## Problems to work on
[A] In the passage on preventing fever of unknown origin, set down the text from "Appropriate food preparation" up to and including "is the evidence?".
[B] List every measure that the passage on preventing fever of unknown origin gives for reducing the risk.
[C] In the 1972 series of 99 patients cited in the passage on fever of unknown origin, what percentage had infections?

[Document text Boundary: Start]

How can fever of unknown origin be prevented?

Generally speaking, fever of unknown origin cannot be prevented.

The risk may be reduced by the following:

Appropriate vaccination of children

Good sanitation and hand hygiene

Avoidance of exposure to animals and insects

Appropriate precautions regarding food and water when traveling in developing countries

Appropriate food preparation in the home

Use of barrier contraception during sexual activity

Use of antiplasmodial prophylaxis during travel to areas where malaria exists

What is the evidence?

Tolan, RW. “Fever of unknown origin: a diagnostic approach to this vexing problem”. Clin Pediatr. vol. 49. 2010. pp. 207-13. (A thoughtful review article outlining a basic diagnostic framework.)

Miller, ML, Szer, I, Yogev, R. “Fever of unknown origin”. Pediatr Clin North Am. vol. 42. 1995. pp. 999-1015. (Comprehensive review article with extensive bibliography.)

McClung, HJ. “Prolonged fever of unknown origin in children”. Am J Dis Child. vol. 124. 1972. pp. 544-50. (Eleven-year series [1959-1969] of 99 patients at University of Wisconsin Children's Hospital, aged 16 years and younger with 3 weeks of outpatient or 1 week of inpatient fever >38.9°F without an identified cause; 30% had infections, 15% had collagen vascular disease, 9% had neoplasms, 10% were "normal," 21% had no diagnosis.)

[Document text Boundary: End]
[Source information Boundary: Start]

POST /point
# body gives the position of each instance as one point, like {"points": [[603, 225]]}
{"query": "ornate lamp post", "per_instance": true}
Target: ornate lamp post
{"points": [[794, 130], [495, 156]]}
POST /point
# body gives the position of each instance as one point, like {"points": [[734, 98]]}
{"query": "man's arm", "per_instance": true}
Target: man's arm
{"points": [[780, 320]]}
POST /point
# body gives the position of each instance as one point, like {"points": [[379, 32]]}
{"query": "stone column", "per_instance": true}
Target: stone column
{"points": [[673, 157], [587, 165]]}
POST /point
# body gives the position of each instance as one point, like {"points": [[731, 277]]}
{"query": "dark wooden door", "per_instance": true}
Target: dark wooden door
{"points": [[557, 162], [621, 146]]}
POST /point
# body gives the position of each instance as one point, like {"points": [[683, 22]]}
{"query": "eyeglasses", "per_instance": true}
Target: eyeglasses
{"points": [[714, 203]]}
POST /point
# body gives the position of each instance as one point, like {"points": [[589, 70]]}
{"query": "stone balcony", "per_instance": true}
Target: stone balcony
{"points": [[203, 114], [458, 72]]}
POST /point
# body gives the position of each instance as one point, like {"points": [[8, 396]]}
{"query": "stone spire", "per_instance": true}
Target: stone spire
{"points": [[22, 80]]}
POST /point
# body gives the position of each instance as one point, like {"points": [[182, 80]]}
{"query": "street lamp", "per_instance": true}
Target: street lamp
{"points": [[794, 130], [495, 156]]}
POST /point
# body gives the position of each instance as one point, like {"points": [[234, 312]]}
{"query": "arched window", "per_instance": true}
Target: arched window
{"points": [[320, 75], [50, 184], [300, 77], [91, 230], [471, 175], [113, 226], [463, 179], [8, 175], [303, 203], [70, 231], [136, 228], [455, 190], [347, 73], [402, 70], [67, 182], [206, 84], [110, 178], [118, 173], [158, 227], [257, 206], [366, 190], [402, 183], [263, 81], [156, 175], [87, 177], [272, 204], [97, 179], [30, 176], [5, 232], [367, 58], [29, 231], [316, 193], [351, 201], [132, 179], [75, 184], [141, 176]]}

[Source information Boundary: End]

## Answer set
[A]
Appropriate food preparation in the home

Use of barrier contraception during sexual activity

Use of antiplasmodial prophylaxis during travel to areas where malaria exists

What is the evidence?

[B]
Appropriate vaccination of children
Good sanitation and hand hygiene
Avoidance of exposure to animals and insects
Appropriate precautions regarding food and water when traveling in developing countries
Appropriate food preparation in the home
Use of barrier contraception during sexual activity
Use of antiplasmodial prophylaxis during travel to areas where malaria exists

[C] 30%